* _YOUR GOAL_:
Write each line out again exactly as written.

* * * * *

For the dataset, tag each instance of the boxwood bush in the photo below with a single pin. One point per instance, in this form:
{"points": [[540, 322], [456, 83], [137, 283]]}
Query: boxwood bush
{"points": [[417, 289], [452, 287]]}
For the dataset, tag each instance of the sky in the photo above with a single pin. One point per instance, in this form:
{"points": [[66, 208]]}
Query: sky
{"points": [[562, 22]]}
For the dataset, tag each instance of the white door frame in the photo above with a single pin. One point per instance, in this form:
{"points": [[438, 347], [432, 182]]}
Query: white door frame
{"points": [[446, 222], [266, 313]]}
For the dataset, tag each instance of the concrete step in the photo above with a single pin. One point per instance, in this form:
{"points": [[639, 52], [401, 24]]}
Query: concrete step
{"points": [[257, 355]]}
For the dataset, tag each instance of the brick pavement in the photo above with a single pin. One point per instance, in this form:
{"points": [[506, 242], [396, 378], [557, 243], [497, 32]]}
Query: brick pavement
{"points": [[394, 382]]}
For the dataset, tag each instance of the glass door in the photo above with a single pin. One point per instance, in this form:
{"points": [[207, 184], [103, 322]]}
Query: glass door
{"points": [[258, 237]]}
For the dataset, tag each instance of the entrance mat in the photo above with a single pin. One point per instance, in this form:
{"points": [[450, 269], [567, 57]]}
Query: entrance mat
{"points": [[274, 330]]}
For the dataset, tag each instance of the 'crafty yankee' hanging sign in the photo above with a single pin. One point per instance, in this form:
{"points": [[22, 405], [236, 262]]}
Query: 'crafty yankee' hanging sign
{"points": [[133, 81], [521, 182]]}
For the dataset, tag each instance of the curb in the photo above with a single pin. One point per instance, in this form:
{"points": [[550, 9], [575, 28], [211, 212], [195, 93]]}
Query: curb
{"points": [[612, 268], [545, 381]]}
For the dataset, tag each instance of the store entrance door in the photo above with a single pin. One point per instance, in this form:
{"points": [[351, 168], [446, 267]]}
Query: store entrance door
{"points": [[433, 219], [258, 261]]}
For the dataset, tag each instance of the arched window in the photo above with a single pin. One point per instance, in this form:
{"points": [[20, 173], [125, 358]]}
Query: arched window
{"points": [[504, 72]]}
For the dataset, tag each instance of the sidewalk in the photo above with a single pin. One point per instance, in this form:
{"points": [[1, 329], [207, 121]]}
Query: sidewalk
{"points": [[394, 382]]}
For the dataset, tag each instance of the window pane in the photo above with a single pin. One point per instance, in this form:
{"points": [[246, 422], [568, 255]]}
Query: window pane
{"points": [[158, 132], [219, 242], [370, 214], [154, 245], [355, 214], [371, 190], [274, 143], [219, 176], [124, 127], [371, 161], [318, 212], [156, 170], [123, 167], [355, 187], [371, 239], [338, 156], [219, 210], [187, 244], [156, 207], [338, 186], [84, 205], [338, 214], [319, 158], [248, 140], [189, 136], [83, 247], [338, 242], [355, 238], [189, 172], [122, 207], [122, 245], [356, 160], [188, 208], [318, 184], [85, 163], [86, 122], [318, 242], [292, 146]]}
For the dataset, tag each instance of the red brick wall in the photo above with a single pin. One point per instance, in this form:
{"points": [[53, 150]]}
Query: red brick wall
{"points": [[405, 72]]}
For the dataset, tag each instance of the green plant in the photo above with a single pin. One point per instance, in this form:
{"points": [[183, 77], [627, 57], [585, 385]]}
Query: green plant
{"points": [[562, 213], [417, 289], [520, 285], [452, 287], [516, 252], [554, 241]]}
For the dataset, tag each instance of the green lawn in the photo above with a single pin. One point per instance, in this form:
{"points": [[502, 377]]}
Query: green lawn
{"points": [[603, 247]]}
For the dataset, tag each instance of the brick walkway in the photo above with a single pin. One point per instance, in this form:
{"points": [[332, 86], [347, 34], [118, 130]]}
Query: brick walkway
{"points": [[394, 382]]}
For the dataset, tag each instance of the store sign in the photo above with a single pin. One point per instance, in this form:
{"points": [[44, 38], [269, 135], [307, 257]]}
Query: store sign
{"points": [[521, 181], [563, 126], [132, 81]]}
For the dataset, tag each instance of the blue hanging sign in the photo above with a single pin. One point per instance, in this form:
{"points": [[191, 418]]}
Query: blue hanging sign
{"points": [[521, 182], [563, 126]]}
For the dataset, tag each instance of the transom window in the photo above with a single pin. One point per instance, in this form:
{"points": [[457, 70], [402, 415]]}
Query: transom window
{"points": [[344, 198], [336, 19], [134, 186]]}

* * * * *

* _WRITTEN REPLY_:
For the dataset, tag each instance of the boxwood bush in the photo below with a single pin. One point per instance, in this form:
{"points": [[540, 322], [456, 83], [137, 283]]}
Query: boxwood bush
{"points": [[417, 289], [452, 287]]}
For the dataset, tag each instance of the sky in the photo above with a single pin. One point per instance, in this form:
{"points": [[66, 208]]}
Query: sky
{"points": [[562, 22]]}
For the dataset, tag each instance of the white door frame in the photo above with a single pin. One point per instance, in this form:
{"points": [[438, 347], [432, 182]]}
Query: white door frame
{"points": [[446, 222], [266, 313]]}
For the dataset, tag each instance of the concrete step in the photo above with a single pin. One point per instance, in this form:
{"points": [[639, 52], [401, 24]]}
Query: concrete step
{"points": [[257, 355]]}
For the dataset, tag each instance of the brick pavement in the photo above with a single pin. One point per instance, in this form:
{"points": [[506, 242], [396, 378], [557, 243], [497, 32]]}
Query: brick pavement
{"points": [[394, 382]]}
For the dataset, tag each instance of the glass door in the photo above with a single pin. One point per instance, in this form:
{"points": [[207, 184], [103, 322]]}
Query: glass door
{"points": [[258, 237]]}
For the dataset, tag each instance of the entrance mat in the photo above with a single pin. One point per instance, in this form:
{"points": [[450, 269], [567, 57]]}
Query: entrance mat
{"points": [[274, 330]]}
For the dataset, tag each instance of the 'crafty yankee' hanging sign in the photo above with a single pin. One point per instance, in this form:
{"points": [[22, 405], [236, 262]]}
Query: 'crafty yankee' hanging sign
{"points": [[133, 81], [521, 182]]}
For the dataset, tag each instance of the curb in the photo above with a single pin. One point per instance, in this form:
{"points": [[550, 9], [575, 28], [211, 212], [195, 93]]}
Query: curb
{"points": [[612, 268], [545, 381]]}
For the dataset, tag each instance of the store entrance door in the photo above with a single pin. One point per instance, in this form:
{"points": [[351, 168], [446, 267]]}
Query: store entrance door
{"points": [[433, 219], [258, 261]]}
For the dataset, tag each instance of the arched window in the photo above with a single pin. One point per instance, in this form:
{"points": [[20, 173], [125, 358]]}
Query: arched window
{"points": [[504, 72]]}
For the dataset, tag each instance of the sidewalk in the photo above with a single pin. One point per instance, in this form:
{"points": [[1, 329], [207, 121]]}
Query: sidewalk
{"points": [[394, 382]]}
For the dataset, tag each instance of the window pane in the photo above with a single pin. One point per instance, in this form:
{"points": [[246, 422], [568, 255]]}
Query: window pane
{"points": [[158, 132], [219, 242], [370, 214], [154, 245], [355, 214], [371, 190], [274, 143], [219, 176], [124, 127], [371, 161], [318, 212], [156, 170], [123, 167], [355, 187], [371, 239], [338, 156], [219, 210], [187, 244], [156, 207], [338, 186], [84, 205], [338, 214], [319, 158], [248, 140], [189, 136], [83, 247], [338, 242], [355, 238], [189, 172], [122, 207], [122, 245], [356, 160], [188, 208], [318, 184], [85, 163], [86, 122], [318, 242], [292, 146]]}
For the dataset, tag each instance of the red brick wall in the photo above with a single pin. One point per instance, in this form:
{"points": [[53, 150]]}
Query: red brick wall
{"points": [[405, 72]]}
For the dataset, tag each instance of the green plant in the photo above with a single pin. One point per instance, in this form:
{"points": [[183, 77], [627, 57], [585, 385]]}
Query: green plant
{"points": [[562, 213], [417, 289], [520, 285], [452, 287], [516, 252], [554, 241]]}
For the dataset, tag each instance of the green lawn in the photo above with a single pin. One point per instance, in this form:
{"points": [[502, 377]]}
Query: green lawn
{"points": [[603, 247]]}
For the dataset, tag each instance of the brick walkway in the photo above with a single pin. One point per instance, in this form:
{"points": [[332, 86], [347, 34], [118, 130]]}
Query: brick walkway
{"points": [[394, 382]]}
For the dataset, tag each instance of the store sign in the photo above with a single pin. One point per instance, in this form:
{"points": [[44, 38], [269, 135], [307, 257]]}
Query: store sign
{"points": [[521, 181], [563, 126], [132, 81]]}
For the dataset, tag each instance of the blue hanging sign in the photo above with a single pin. One point per instance, in this form:
{"points": [[191, 418]]}
Query: blue hanging sign
{"points": [[521, 182], [563, 126]]}
For the dataset, tag each instance of the transom window in the photo above with a single pin. One point per instance, in this form:
{"points": [[457, 70], [402, 415]]}
Query: transom window
{"points": [[344, 198], [336, 19], [134, 186]]}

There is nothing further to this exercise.